Edit the records below by replacing "outline" with "boundary" in every one of them and leaving everything else unchanged. Omit the pictures from your answer.

Contour labeling items
· · · · · · ·
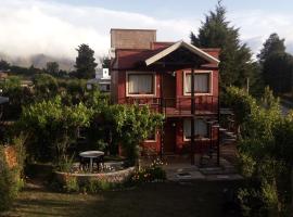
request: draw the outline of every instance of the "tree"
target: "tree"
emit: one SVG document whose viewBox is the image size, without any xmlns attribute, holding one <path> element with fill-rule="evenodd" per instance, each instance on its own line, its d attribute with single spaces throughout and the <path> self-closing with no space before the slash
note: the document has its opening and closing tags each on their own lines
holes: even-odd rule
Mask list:
<svg viewBox="0 0 293 217">
<path fill-rule="evenodd" d="M 51 75 L 56 75 L 59 73 L 58 62 L 48 62 L 46 65 L 46 71 Z"/>
<path fill-rule="evenodd" d="M 280 39 L 278 34 L 273 33 L 263 43 L 264 48 L 257 54 L 258 61 L 263 64 L 270 55 L 275 53 L 284 53 L 284 39 Z"/>
<path fill-rule="evenodd" d="M 103 68 L 110 68 L 111 59 L 109 56 L 101 58 L 101 63 Z"/>
<path fill-rule="evenodd" d="M 140 143 L 162 126 L 163 116 L 151 112 L 148 106 L 122 104 L 111 105 L 103 113 L 109 125 L 113 127 L 113 142 L 122 145 L 128 164 L 136 165 Z"/>
<path fill-rule="evenodd" d="M 58 81 L 49 74 L 37 74 L 34 76 L 34 86 L 36 98 L 40 100 L 50 99 L 58 93 Z"/>
<path fill-rule="evenodd" d="M 265 85 L 276 93 L 291 91 L 293 58 L 285 52 L 284 39 L 271 34 L 257 55 Z"/>
<path fill-rule="evenodd" d="M 289 53 L 273 53 L 263 63 L 263 78 L 275 93 L 292 90 L 293 58 Z"/>
<path fill-rule="evenodd" d="M 95 74 L 97 63 L 93 58 L 94 51 L 88 44 L 80 44 L 77 49 L 78 55 L 76 58 L 76 74 L 78 78 L 93 78 Z"/>
<path fill-rule="evenodd" d="M 200 48 L 220 48 L 220 87 L 235 85 L 244 87 L 246 78 L 253 82 L 255 68 L 251 50 L 239 39 L 239 28 L 226 21 L 226 9 L 218 1 L 215 11 L 211 11 L 202 22 L 199 34 L 191 33 L 191 43 Z"/>
<path fill-rule="evenodd" d="M 30 132 L 27 148 L 33 157 L 61 163 L 77 140 L 78 129 L 89 126 L 91 115 L 92 110 L 85 104 L 66 106 L 58 95 L 25 106 L 18 125 Z"/>
</svg>

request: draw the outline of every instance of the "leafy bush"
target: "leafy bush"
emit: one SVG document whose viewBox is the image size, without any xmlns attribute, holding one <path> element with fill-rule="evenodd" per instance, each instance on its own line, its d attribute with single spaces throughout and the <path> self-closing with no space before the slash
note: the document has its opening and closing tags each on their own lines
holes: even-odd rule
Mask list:
<svg viewBox="0 0 293 217">
<path fill-rule="evenodd" d="M 0 212 L 8 209 L 23 187 L 18 168 L 10 168 L 4 148 L 0 146 Z"/>
<path fill-rule="evenodd" d="M 122 145 L 128 165 L 138 163 L 139 145 L 163 124 L 163 115 L 148 106 L 112 105 L 104 110 L 104 117 L 112 126 L 113 143 Z"/>
<path fill-rule="evenodd" d="M 126 181 L 127 184 L 136 186 L 145 182 L 166 180 L 166 171 L 162 168 L 163 163 L 160 159 L 154 161 L 150 166 L 137 170 Z"/>
<path fill-rule="evenodd" d="M 64 156 L 60 162 L 58 162 L 58 170 L 63 173 L 72 173 L 73 171 L 73 164 L 74 164 L 74 155 L 68 157 L 67 155 Z"/>
<path fill-rule="evenodd" d="M 63 189 L 66 192 L 78 192 L 79 191 L 79 184 L 76 177 L 73 176 L 66 176 L 65 178 L 65 184 L 63 186 Z"/>
<path fill-rule="evenodd" d="M 56 163 L 64 159 L 78 129 L 89 125 L 92 110 L 85 104 L 66 106 L 60 97 L 24 107 L 20 125 L 30 132 L 31 157 Z"/>
</svg>

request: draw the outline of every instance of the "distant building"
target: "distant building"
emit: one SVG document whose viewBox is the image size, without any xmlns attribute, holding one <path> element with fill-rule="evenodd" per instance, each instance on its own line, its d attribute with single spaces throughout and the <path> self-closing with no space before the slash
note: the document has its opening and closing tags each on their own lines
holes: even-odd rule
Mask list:
<svg viewBox="0 0 293 217">
<path fill-rule="evenodd" d="M 8 73 L 0 71 L 0 80 L 5 80 L 8 79 Z"/>
<path fill-rule="evenodd" d="M 87 81 L 87 89 L 92 89 L 92 86 L 99 86 L 101 92 L 110 92 L 111 76 L 109 68 L 100 68 L 95 73 L 95 78 Z"/>
</svg>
· · · · · · ·
* **ANSWER TO THIS TASK**
request: draw the boundary of every instance of the "tree"
target: "tree"
emit: one SVG document whose viewBox is the image size, without any xmlns attribute, holding one <path> element with fill-rule="evenodd" per instance, each instance on its own line, its d attribute with single spaces throughout and the <path> self-closing with no space before the slash
note: the document has its opening and closing tags each on their own lines
holes: even-odd rule
Mask list:
<svg viewBox="0 0 293 217">
<path fill-rule="evenodd" d="M 51 75 L 56 75 L 59 73 L 58 62 L 48 62 L 46 65 L 46 71 Z"/>
<path fill-rule="evenodd" d="M 280 39 L 278 34 L 273 33 L 263 43 L 264 48 L 257 54 L 258 61 L 263 64 L 270 55 L 275 53 L 284 53 L 284 39 Z"/>
<path fill-rule="evenodd" d="M 103 68 L 110 68 L 111 59 L 109 56 L 101 58 L 101 63 Z"/>
<path fill-rule="evenodd" d="M 140 143 L 162 126 L 163 116 L 151 112 L 148 106 L 122 104 L 111 105 L 103 113 L 109 125 L 113 127 L 113 142 L 122 145 L 128 164 L 136 165 Z"/>
<path fill-rule="evenodd" d="M 58 81 L 49 74 L 37 74 L 34 76 L 34 86 L 36 98 L 40 100 L 50 99 L 58 93 Z"/>
<path fill-rule="evenodd" d="M 265 85 L 276 93 L 291 91 L 293 58 L 285 52 L 284 39 L 271 34 L 257 55 Z"/>
<path fill-rule="evenodd" d="M 289 53 L 273 53 L 263 63 L 263 78 L 275 93 L 292 90 L 293 58 Z"/>
<path fill-rule="evenodd" d="M 95 74 L 97 63 L 93 58 L 94 51 L 88 44 L 80 44 L 77 49 L 78 55 L 76 58 L 76 74 L 78 78 L 93 78 Z"/>
<path fill-rule="evenodd" d="M 200 48 L 220 48 L 220 87 L 235 85 L 244 87 L 246 78 L 253 82 L 255 68 L 251 50 L 239 39 L 239 28 L 226 21 L 226 9 L 218 1 L 215 11 L 211 11 L 202 22 L 199 34 L 191 33 L 191 43 Z"/>
<path fill-rule="evenodd" d="M 30 132 L 27 148 L 33 157 L 61 163 L 77 140 L 78 129 L 89 126 L 91 115 L 92 110 L 85 104 L 66 106 L 58 95 L 25 106 L 18 125 Z"/>
</svg>

request: draw the boundary of every instance of the "leafy bush"
target: "leafy bush"
emit: one SVG document whose viewBox is the image size, without any xmlns attribute, holding one <path> element with fill-rule="evenodd" per instance, each instance on its own line, its d attribute with single spaces throughout and the <path> self-closing with no space before the slash
note: the document has its opening and closing tags each on their own lines
holes: even-odd rule
Mask list:
<svg viewBox="0 0 293 217">
<path fill-rule="evenodd" d="M 0 212 L 8 209 L 23 187 L 18 168 L 10 168 L 4 148 L 0 146 Z"/>
<path fill-rule="evenodd" d="M 122 145 L 128 165 L 138 163 L 139 145 L 163 124 L 163 115 L 148 106 L 112 105 L 104 110 L 104 117 L 112 126 L 113 143 Z"/>
<path fill-rule="evenodd" d="M 126 181 L 127 184 L 136 186 L 145 182 L 166 180 L 166 171 L 162 168 L 163 163 L 160 159 L 154 161 L 150 166 L 137 170 Z"/>
<path fill-rule="evenodd" d="M 64 156 L 60 162 L 58 162 L 58 170 L 63 173 L 72 173 L 73 171 L 73 164 L 74 164 L 74 155 L 68 157 L 67 155 Z"/>
<path fill-rule="evenodd" d="M 63 189 L 66 192 L 78 192 L 79 191 L 79 184 L 76 177 L 73 176 L 66 176 L 65 178 L 65 184 L 63 186 Z"/>
<path fill-rule="evenodd" d="M 56 163 L 64 159 L 78 129 L 89 125 L 92 110 L 85 104 L 66 106 L 60 97 L 24 107 L 20 125 L 30 132 L 31 157 Z"/>
</svg>

request: draw the boundary of every instance of the "distant building"
target: "distant building"
emit: one SVG document whose viewBox is the image size, without any xmlns attribute, holding one <path> element with fill-rule="evenodd" per instance, each instance on its own line, its d attribute with single spaces throughout and the <path> self-closing with no space before the slash
note: the document has its opening and closing tags each on their own lines
holes: even-odd rule
Mask list:
<svg viewBox="0 0 293 217">
<path fill-rule="evenodd" d="M 8 73 L 0 71 L 0 80 L 5 80 L 8 79 Z"/>
<path fill-rule="evenodd" d="M 87 81 L 87 89 L 92 89 L 92 86 L 99 86 L 101 92 L 110 92 L 111 76 L 109 68 L 100 68 L 95 73 L 95 78 Z"/>
</svg>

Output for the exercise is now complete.